記述課題 ->
下の原文を読み、次の問いに答えなさい。
(a) 清水琢さんは、喜多方に戻る前に東京でどのような仕事をしていたか。
(b) 高麗人参は1本作るのに何年かかるとされているか。
(c) 会津で人参の栽培が始まったのは何年前か。
── 原文
2014年1月22日

1月22日 続・東北食べる通信3

引き続き、『東北 食べる通信』の続報です。

去年11月、読者と生産者が、よりつながりを深めるイベントとして東京でオフ会が行われました。

オフ会に招かれたのは、会津若松の小菊(こぎく)かぼちゃの生産者・長谷川さんともう一人、お隣 喜多方市で高麗(こうらい)人参を作っている、若き生産者です。

◆会津の風土の味がする
人参というのは太い部分の主根、細い細かいひげ根、細いところと太いところのあいだの肉、という風に部位がある。蒸すと甘くなるが匂いもすごくする。逆に天日干しだと会津の風土の味がするという。苦みがしっかりする。そして三種類の部位を三種類の加工方法でみなさまに届くように今回はしました。


喜多方市の清水琢さん(32)。東京でシステムエンジニアとして働いていた清水さんは、いま、ふるさとの喜多方に戻り、郷土の伝統である高麗人参作りに携わっています。

漢方薬の王様 高麗人参は1本作るのに5年かかり、年数がかかるからこそ、滋養が詰まっていると言います。そして清水さんが作る高麗人参には、ふるさとの歴史も詰まっているんです。

◆故郷の伝統を受け継ぐため
最初は江戸時代。八代将軍吉宗の時。江戸幕府も太平の世で健康ブームがあった。その時に「一番に人参がほしい」と江戸の人たちが言った。人参を手に入れるには輸入するしかない。当時は朝鮮から輸入していたが、その対価として国内の銀が流出してしまう。それを防ぐために国内で栽培しようということになり、各地で栽培が始まったのだが、会津藩は人参の奉行所を作りお役人で管理した。会津で人参の栽培が始まったのは300年前。昭和から平成に移り変わるくらいが一番の最盛期だった。農家数で360軒、収穫量で170トンくらいあったが、急激に経済状況が変わり後継者不足で落ち込み、今は10軒の農家でやっている。このままだと絶滅してしまう状況。自分は東京にあこがれがあり上京したが、薬草屋の息子だから、全然違うことをやってきたが、薬草をやりたいと。帰ってやる仕事は継ぐことしか考えられなかったのでやりましょうと。
────
── 提供データ
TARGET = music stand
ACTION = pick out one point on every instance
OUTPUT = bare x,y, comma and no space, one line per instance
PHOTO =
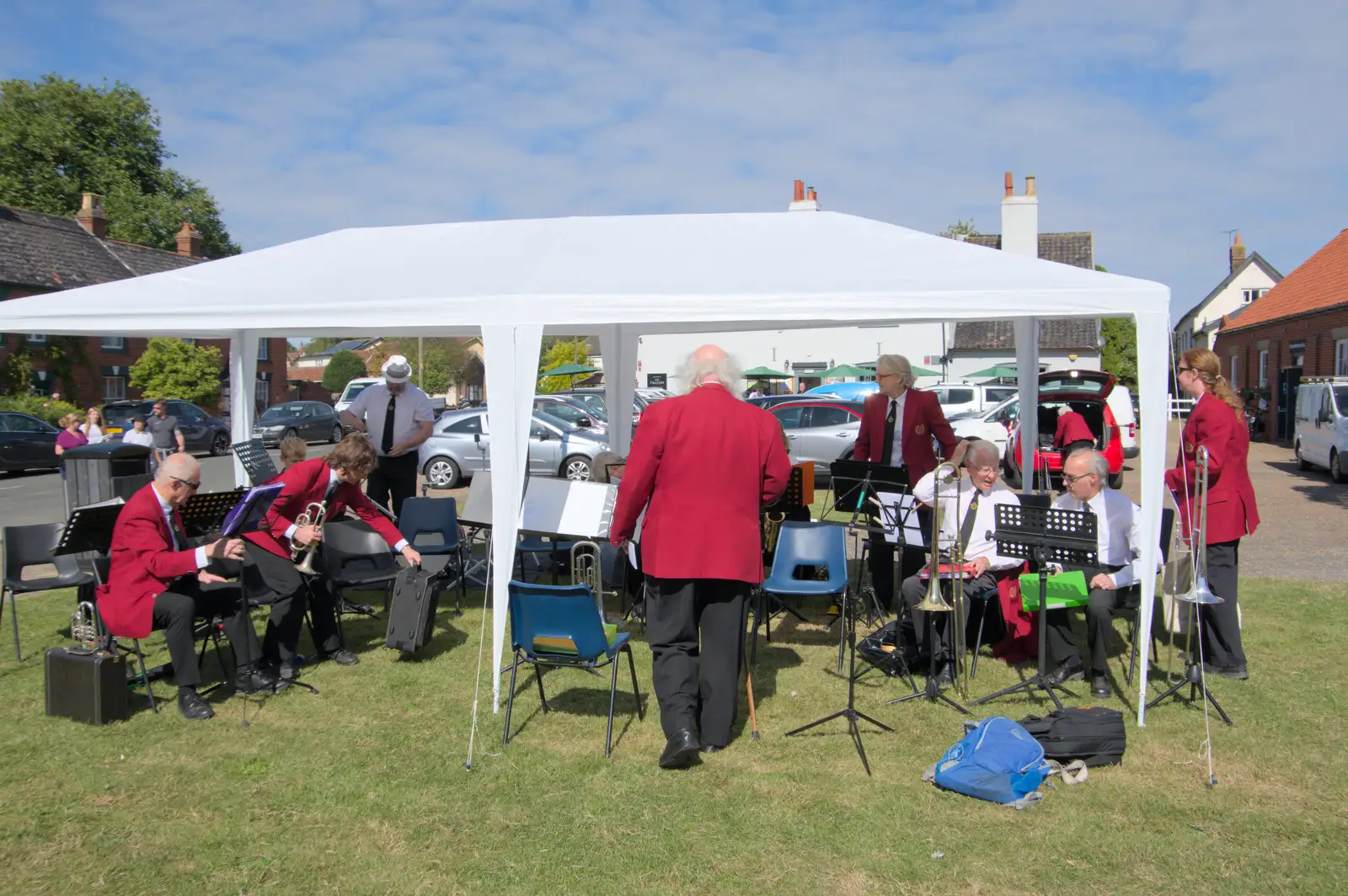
1044,536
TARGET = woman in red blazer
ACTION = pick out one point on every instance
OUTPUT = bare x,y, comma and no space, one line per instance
921,419
1215,424
270,576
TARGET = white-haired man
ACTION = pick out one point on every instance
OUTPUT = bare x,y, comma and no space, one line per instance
1085,476
968,514
701,467
398,418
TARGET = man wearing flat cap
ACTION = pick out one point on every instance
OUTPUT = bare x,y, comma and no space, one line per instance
398,418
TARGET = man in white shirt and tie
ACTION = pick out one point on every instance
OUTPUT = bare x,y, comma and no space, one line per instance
398,418
1118,527
967,514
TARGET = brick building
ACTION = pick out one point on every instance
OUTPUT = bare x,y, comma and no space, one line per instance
1298,328
47,253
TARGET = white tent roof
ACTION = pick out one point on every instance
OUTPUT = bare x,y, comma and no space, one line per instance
615,278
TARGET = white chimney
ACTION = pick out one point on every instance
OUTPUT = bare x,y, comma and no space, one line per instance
1021,220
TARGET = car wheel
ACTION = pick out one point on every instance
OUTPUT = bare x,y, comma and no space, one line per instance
1301,461
577,468
442,473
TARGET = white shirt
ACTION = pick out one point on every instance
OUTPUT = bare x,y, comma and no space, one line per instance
413,408
166,509
1118,531
956,498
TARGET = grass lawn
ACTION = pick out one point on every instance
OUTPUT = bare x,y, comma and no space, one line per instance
361,788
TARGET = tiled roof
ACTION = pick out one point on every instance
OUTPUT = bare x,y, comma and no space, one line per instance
1321,282
49,253
1076,249
1055,333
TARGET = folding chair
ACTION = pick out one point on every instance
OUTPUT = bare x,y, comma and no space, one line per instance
436,520
819,545
559,627
29,546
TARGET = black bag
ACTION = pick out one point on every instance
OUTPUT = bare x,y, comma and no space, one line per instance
411,610
88,687
1089,733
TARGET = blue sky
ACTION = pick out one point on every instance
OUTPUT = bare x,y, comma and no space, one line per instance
1157,125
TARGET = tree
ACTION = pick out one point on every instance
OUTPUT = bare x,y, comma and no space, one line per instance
60,139
344,368
177,370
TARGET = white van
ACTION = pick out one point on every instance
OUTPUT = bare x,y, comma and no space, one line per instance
1321,435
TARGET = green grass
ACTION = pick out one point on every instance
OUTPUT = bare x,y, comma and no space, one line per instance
361,788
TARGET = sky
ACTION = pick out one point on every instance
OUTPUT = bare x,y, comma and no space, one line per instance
1158,125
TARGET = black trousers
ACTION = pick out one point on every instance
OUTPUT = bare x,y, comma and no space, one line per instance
1222,621
914,589
273,579
177,612
696,631
393,482
1058,637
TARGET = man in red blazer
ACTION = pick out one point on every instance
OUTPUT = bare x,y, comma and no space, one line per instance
157,581
896,428
701,467
270,576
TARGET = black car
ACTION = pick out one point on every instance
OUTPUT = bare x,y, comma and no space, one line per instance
200,430
310,421
27,444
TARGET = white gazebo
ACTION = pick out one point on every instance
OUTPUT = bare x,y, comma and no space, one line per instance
618,278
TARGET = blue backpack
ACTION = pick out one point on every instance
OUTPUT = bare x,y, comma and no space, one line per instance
997,760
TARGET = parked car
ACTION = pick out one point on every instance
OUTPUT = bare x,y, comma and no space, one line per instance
821,430
27,444
1083,391
200,430
460,446
1321,435
310,421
────
課題の解答 ->
(a) システムエンジニアとして働いていた。
(b) 5年かかるとされている。
(c) 300年前である。